→ Quoted passage:
Tag Archives: jeremy corbyn

The irony behind tonight’s Corbyn media firestorm

By Jeremy Corbyn’s standards, it was actually quite a good speech. Pink News has the video here. He was engaged, clearly speaking from the heart. He talked about having saved a Gay Centre from attack by National Front types decades before gay rights became fashionable. And then, in true Corbyn fashion, he has to go and ruin it all by concluding:

Our defence of you is a defence of all of humanity and the right of people to practise the life they want to practise, rather than be criminalised, brutalised and murdered, simply because they chose to be gay, they chose to be lesbian, they were LGBT in any form

Obviously, being gay isn’t some kind of lifestyle choice. You don’t choose it any more than you choose your eye pr skin colour or whether you are right or left handed. It is how you are born. Everything about Jeremy Corbyn’s voting record on LGBT issues over the years suggests he knows that and that he genuinely mis-spoke tonight. Let’s face it, it’s not the first time he’s snatched disaster from the jaws of opportunity.

→ Data block:
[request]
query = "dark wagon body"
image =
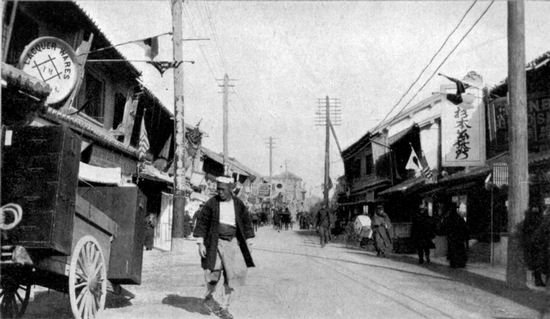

→ Written instruction 1:
From the post about Corbyn's speech, copy word for word the part that opens with the words containing "Our defence of" and closes with "jaws of opportunity.".
→ Written instruction 2:
In the post about Corbyn's speech, what did he say he saved from attack by National Front types?

→ Finished answer 1:
Our defence of you is a defence of all of humanity and the right of people to practise the life they want to practise, rather than be criminalised, brutalised and murdered, simply because they chose to be gay, they chose to be lesbian, they were LGBT in any form

Obviously, being gay isn’t some kind of lifestyle choice. You don’t choose it any more than you choose your eye pr skin colour or whether you are right or left handed. It is how you are born. Everything about Jeremy Corbyn’s voting record on LGBT issues over the years suggests he knows that and that he genuinely mis-spoke tonight. Let’s face it, it’s not the first time he’s snatched disaster from the jaws of opportunity.

→ Finished answer 2:
A Gay Centre.